"""

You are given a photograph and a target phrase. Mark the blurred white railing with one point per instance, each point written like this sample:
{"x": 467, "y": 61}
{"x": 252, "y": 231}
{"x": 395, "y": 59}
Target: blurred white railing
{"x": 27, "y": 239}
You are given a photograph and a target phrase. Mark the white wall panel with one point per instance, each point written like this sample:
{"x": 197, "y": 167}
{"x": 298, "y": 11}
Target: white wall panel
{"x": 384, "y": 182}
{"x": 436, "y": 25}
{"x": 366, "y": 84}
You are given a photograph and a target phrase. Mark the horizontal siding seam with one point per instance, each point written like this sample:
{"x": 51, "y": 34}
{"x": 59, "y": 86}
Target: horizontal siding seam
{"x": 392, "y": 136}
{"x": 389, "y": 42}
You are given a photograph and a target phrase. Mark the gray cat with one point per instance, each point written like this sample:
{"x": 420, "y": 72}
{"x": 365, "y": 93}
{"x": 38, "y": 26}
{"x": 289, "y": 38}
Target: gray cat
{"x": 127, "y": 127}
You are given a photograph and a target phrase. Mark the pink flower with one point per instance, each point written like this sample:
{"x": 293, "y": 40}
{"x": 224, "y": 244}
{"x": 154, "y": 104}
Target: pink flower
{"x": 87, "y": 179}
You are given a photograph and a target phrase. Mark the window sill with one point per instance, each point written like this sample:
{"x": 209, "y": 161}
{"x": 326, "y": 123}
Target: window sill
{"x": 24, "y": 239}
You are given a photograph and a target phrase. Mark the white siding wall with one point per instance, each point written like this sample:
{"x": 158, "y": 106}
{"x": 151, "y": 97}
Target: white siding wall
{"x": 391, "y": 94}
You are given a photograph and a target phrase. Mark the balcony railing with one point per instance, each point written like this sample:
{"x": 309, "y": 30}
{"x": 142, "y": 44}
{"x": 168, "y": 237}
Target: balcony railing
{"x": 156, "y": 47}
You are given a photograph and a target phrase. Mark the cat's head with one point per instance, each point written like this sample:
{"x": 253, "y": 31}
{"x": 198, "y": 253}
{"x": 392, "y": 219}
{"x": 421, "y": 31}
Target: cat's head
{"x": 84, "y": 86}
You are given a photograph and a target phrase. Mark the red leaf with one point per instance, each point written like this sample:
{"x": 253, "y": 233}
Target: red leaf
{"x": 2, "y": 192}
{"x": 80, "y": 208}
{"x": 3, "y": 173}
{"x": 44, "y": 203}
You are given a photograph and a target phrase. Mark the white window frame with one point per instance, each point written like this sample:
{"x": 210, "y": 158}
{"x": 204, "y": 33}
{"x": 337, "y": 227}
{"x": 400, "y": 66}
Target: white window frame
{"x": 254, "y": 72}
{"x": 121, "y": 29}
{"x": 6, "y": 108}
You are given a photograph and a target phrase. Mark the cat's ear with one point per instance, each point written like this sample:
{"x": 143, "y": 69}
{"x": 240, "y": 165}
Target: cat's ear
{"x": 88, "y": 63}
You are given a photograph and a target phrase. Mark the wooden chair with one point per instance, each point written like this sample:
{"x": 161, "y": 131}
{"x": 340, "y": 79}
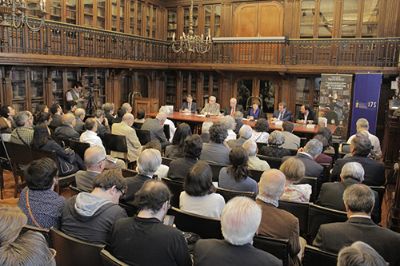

"""

Copy out the lines above word for word, starting at the line containing "the cat's head" and running through the last line, with both ends included. Leave out the pictures.

You are given a photograph and a target phrase. Mark the cat's head with one point per instance, each point written like this sample:
{"x": 253, "y": 31}
{"x": 198, "y": 253}
{"x": 392, "y": 219}
{"x": 421, "y": 31}
Target: cat's head
{"x": 84, "y": 86}
You are given a photograph and a target phrase. Mark the red leaf with one point per instance, each point written like this sample:
{"x": 253, "y": 233}
Target: red leaf
{"x": 2, "y": 192}
{"x": 80, "y": 208}
{"x": 3, "y": 173}
{"x": 44, "y": 203}
You are given a photograph and a target phrase. Mark the white window frame with one point per instance, each point written like this sample:
{"x": 210, "y": 158}
{"x": 204, "y": 33}
{"x": 337, "y": 227}
{"x": 400, "y": 66}
Target: white window frame
{"x": 254, "y": 72}
{"x": 121, "y": 29}
{"x": 6, "y": 108}
You are given a photograph and a target phrase. Mark the cat's ear with one point per instance, each point written like this sample:
{"x": 143, "y": 69}
{"x": 240, "y": 165}
Target: cat's ear
{"x": 88, "y": 63}
You are given a photograph and a target phrase. Mark the wooden chair with one point per instance, each point written like this sample:
{"x": 161, "y": 131}
{"x": 340, "y": 79}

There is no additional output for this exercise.